• Explorer le document:
**a.** Dressez la liste des œuvres que Zamenhof a entrepris de traduire en espéranto d'après la chronique sur l'espéranto.
**b.** Rédigez la suite de la chronique sur l'espéranto en reprenant à partir de sa dernière phrase.

Une chronique de Martin Winckler, du lundi au vendredi à 07h51.

Prix du Livre Inter 1998 avec son livre « La maladie de Sachs », médecin et romancier, Martin Winckler est un ami d’Inter. Il y a même livré cet été ses observations télévisuelles avec la chronique hebdomadaire « Série ze t’aime, série ze t’adore ». Il nous donne cette année, un rendez-vous très personnel et interactif.

=========================== Martin Winckler © Radio France Quelle est la langue de l’utopie ? Chronique du 17 Décembre 2002

C’est l’Espéranto, une langue dont tout le monde a au moins entendu le nom, mais dont on ne connaît pas toujours l’origine.

L’espéranto a été inventé en 1887 par un médecin polonais Louis-Lazare Zamenhof (vous avez peut-être une rue du Docteur Zamenhof dans votre ville et vous vous êtes peut-être demandé de qui il s’agissait, et voilà un sujet de chronique tout trouvé : qui sont les personnes aujourd’hui inconnues à qui on a donné des noms de rues). Mais revenons au Dr Zamenhof, qui naît en Pologne en 1859 au milieu des Polonais, des Russes, des Allemands et de sa communauté d’origine, les Juifs vivant dans les ghettos. Dès l’âge de 15 ans, devant les conflits incessants entre différentes communautés, Zamenhof qui parle plusieurs langues élabore un projet de langue universelle. En 1887, à l’âge de 28 ans, il publie son premier manuel : « Lingvo Internacia de Doktoro Esperanto », « Langue internationale du Docteur Espéranto », Espéranto, c’est « celui qui espère », un mot dont Zamenhof a fait son pseudonyme. L’espéranto n’est pas la seule langue inventée. La première était le volapük, née de l’imagination d’un prêtre nommé Schleyer et, tout récemment, les amateurs de la série « Star Trek » ont mis au point une langue imaginaire très riche, le klingon. Mais l’Espéranto est la plus parlée au monde. Quand Zamenhof l’a élaborée sa langue, il l’a construite de manière logique sur des racines et des structures existantes et utilisées par les langues vivantes des groupes indo-européens. Il en a prévu aussi l’évolution. Toute sa vie il se consacrera à son développement, qui se concrétise en 1905 par un premier congrès universel à Boulogne sur Mer pendant lequel sept cents participants adoptent la grammaire fondamentale de l’Espéranto. Au cours de sa vie, Zamenhof entreprend aussi la traduction d’oeuvres littéraires en espéranto, comme Hamlet, de Shakespeare, George Dandin de Molière ou des extraits de la Bible. Il meurt relativement jeune, en 1917 à Varsovie mais sa langue continue à vivre.

• Extraits des données:
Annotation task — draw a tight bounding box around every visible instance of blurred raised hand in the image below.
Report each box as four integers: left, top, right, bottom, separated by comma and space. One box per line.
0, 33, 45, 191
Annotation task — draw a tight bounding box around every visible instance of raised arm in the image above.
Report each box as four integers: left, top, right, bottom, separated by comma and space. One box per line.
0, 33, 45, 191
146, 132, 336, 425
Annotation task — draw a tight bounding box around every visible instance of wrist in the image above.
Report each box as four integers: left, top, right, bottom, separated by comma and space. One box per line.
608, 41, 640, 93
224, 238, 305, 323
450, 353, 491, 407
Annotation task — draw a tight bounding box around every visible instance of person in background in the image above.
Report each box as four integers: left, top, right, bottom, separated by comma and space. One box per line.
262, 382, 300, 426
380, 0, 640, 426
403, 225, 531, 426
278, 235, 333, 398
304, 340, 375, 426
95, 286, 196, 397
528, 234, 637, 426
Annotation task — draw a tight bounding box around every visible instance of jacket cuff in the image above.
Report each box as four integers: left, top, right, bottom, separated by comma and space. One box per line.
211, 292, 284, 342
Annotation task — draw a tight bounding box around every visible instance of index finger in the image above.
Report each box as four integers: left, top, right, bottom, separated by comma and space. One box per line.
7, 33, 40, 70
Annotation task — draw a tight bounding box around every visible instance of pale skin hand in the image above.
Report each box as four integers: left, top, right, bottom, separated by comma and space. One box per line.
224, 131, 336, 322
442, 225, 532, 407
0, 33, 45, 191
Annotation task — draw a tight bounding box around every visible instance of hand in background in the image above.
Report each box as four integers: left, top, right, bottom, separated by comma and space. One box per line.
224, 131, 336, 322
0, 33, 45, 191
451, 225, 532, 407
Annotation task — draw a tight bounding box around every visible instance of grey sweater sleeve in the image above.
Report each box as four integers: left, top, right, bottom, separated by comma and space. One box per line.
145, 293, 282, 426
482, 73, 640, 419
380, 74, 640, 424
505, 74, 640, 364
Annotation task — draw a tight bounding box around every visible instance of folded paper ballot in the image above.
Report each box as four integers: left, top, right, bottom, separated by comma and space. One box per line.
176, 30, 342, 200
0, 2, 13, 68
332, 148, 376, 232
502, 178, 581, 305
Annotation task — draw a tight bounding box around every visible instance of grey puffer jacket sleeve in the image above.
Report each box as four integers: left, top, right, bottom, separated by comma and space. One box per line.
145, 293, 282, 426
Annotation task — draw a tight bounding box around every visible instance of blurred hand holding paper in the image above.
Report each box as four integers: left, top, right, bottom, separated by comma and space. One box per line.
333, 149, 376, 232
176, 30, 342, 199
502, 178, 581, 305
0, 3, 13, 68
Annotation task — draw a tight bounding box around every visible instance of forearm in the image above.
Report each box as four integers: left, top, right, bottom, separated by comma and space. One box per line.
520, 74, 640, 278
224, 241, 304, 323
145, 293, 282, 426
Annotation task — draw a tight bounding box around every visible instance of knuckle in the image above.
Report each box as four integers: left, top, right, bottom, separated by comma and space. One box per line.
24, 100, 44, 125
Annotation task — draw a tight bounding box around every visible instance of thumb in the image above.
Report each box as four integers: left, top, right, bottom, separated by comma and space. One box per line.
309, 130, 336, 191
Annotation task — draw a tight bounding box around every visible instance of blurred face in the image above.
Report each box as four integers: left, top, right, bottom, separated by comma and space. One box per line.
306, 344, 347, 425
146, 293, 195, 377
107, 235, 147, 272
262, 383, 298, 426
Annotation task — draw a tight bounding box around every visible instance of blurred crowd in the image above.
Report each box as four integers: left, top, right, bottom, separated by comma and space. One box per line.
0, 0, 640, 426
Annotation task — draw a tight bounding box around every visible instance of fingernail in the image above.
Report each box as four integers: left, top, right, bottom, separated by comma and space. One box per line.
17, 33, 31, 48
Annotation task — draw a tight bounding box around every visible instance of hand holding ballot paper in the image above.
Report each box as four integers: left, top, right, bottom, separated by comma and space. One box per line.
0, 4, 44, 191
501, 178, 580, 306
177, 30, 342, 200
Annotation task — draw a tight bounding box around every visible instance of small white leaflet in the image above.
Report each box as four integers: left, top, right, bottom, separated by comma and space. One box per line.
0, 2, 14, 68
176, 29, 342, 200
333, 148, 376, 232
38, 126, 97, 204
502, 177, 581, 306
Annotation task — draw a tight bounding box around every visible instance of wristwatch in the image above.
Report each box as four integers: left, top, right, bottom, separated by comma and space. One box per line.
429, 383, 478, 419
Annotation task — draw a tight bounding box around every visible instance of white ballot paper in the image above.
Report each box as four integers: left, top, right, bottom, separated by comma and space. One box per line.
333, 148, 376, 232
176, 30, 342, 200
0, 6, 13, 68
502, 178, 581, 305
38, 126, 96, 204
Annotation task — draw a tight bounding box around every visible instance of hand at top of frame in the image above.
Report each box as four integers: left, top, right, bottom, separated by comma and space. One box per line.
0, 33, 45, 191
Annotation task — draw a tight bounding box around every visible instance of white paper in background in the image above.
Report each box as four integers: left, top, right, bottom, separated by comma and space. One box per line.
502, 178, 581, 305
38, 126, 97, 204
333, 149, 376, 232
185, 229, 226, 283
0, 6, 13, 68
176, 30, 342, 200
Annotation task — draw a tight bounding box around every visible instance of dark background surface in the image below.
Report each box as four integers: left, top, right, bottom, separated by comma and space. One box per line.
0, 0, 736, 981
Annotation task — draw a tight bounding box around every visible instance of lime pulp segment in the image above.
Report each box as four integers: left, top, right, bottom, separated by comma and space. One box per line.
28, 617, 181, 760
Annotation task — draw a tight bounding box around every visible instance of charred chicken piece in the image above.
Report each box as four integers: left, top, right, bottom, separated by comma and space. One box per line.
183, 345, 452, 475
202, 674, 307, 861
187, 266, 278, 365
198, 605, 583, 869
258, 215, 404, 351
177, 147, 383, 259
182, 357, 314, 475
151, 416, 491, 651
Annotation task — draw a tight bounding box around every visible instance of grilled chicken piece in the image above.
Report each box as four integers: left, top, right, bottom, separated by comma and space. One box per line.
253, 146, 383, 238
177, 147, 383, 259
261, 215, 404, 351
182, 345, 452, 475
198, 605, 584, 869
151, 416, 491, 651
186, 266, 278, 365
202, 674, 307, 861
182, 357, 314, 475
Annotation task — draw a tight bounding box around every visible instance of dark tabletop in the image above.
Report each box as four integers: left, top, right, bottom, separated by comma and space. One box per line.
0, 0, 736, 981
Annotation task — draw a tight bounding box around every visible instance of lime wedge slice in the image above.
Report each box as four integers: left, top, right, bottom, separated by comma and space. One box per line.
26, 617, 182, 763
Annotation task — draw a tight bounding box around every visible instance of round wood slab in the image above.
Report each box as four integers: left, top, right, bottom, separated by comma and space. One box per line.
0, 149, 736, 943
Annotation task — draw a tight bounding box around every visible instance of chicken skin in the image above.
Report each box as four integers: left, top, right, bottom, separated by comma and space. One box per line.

• Réponses:
**a.** Hamlet, de Shakespeare ; George Dandin, de Molière ; des extraits de la Bible.

**b.**
ON reproche à l’Espéranto d’avoir été créé « de toutes pièces ». Mais il n’existe pas, à proprement parler, de langue « pure ». Une langue, ça évolue sans arrêt, inévitablement. L’italien, l’allemand sont des langues qui se sont imposées récemment, par nécessité politique, sans pour autant faire disparaître les nombreux dialectes qu’ils étaient censés supplanter. D’ailleurs, le manifeste de Prague pour la langue internationale Espéranto, rédigé en 1996 n’appelle pas à un nivèlement des langues mais au contraire, au plurilinguisme, et au respect des particularités linguistiques.

Aujourd’hui, l’Espéranto n’est pas une simple curiosité. L’Unesco en a reconnu l’existence, et on estime que le nombre de personnes au monde qui parlent l’espéranto est de l’ordre de 3 à 6 millions. C’est une langue capable de tout ce dont une langue est capable, y compris de jeux de mots et de calembours, et un auditeur m’a indiqué qu’il existe aussi dans la petite république de San Marin, une académie internationale des sciences dont les débats ont lieu en allemand, en anglais, en français et en italien , mais aussi en Espéranto et qui comptait en 1995 un millier de scientifiques vivant dans 66 pays. Qui peut apprendre l’Espéranto ? Tout le monde, car il s’agit d’une langue tout à fait accessible aux autodidactes et, grâce aux innombrables sites qui lui sont consacrés sur l’internet, on peut se familiariser facilement avec ses rudiments. La coutume veut également que, si l’on est espérantiste, où que l’on aille dans le monde, la porte des autres espérantistes vous soit toujours ouverte. Bref, l’Espéranto est la langue de l’utopie, la langue d’un monde dans lequel chaque individu chercherait avant tout à comprendre l’autre et à se faire comprendre de lui.